# Selected extract
Washington: Imprisoned transgender soldier Chelsea Manning on Tuesday ended a hunger strike after five days when the US Army agreed to provide surgery to treat her gender dysphoria, her representatives said.
The move is a major milestone not just for Manning, but for the US military, which in June announced it would begin allowing openly transgender people to serve, and would cover medical expenses related to the condition.
Manning started a hunger strike Friday to protest what she said was the military's refusal to treat her condition, and for forcing her to keep her hair short.
"I am unendingly relieved that the military is finally doing the right thing. I applaud them for that. This is all that I wanted — for them to let me be me," Manning said in a statement released by the American Civil Liberties Union, which sued the Pentagon in 2014 over Manning's medical treatment.
The Pentagon did not immediately respond to a request for comment.
Originally called Bradley, Manning was convicted in August 2013 of espionage and other offenses after admitting to handing classified documents to the anti-secrecy website WikiLeaks.

# Tasks to carry out
1. Summarize the article about Chelsea Manning's hunger strike in two sentences.
2. Continue the article about Chelsea Manning's hunger strike past its final sentence.
None of the data is needed for the tasks.

# Data excerpt
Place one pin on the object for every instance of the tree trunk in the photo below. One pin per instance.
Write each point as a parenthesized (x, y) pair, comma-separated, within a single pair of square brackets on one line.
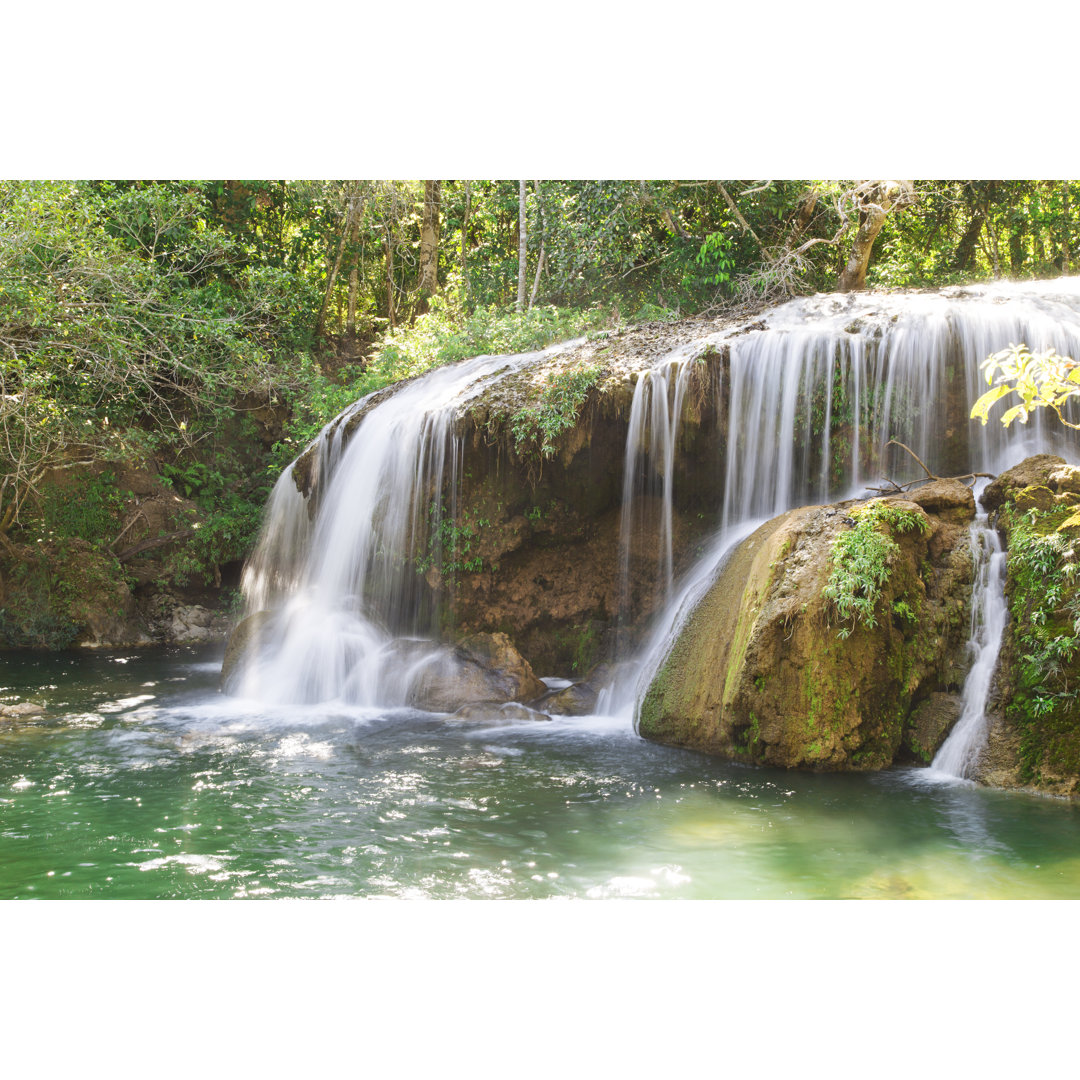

# Answers to each task
1. Chelsea Manning, an imprisoned transgender soldier, ended a five-day hunger strike after the US Army agreed to provide surgery to treat her gender dysphoria, her representatives said. She had started the strike to protest the military's refusal to treat her condition and its forcing her to keep her hair short.

2.
She attempted suicide in July and has repeatedly decried her treatment in a men's military prison in Fort Leavenworth, Kansas, where she is appealing her 35-year sentence.
Chase Strangio, staff attorney with the ACLU, said Manning would still be subject to male grooming standards.
"It is nonetheless troubling that the government continues to insist that they will enforce the male hair-length standards against her and subject her to a disciplinary board over administrative charges related to her suicide attempt in July, which was precipitated by the government's refusal to adequately treat her for gender dysphoria," Strangio said.
The ACLU said no transgender individual had ever received "gender affirming" surgical treatment in prison before.
The Pentagon has said it would pay for troops to have gender surgery when deemed "medically necessary."